TASK INSTRUCTIONS
Copy out the lines below word for word, leaving out the pictures.

* begin EXTRACTED INFORMATION *

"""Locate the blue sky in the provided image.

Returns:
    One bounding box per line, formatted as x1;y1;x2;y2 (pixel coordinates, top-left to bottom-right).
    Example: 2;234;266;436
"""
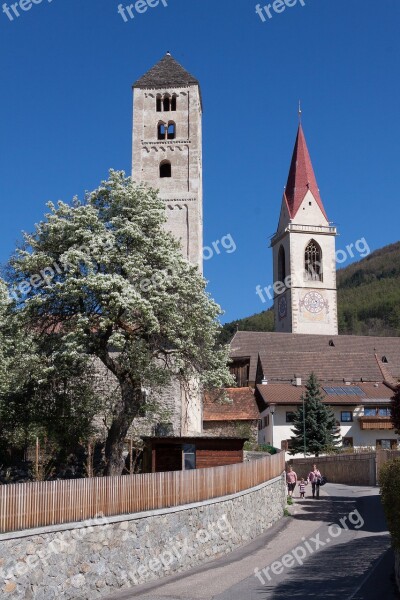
0;0;400;321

* end EXTRACTED INFORMATION *

CORRECT RESPONSE
"""Locate the blue sky in the provided image.

Returns:
    One bounding box per line, formatted as x1;y1;x2;y2 (pixel coordinates, top-left to bottom-right).
    Example: 2;234;266;436
"""
0;0;400;321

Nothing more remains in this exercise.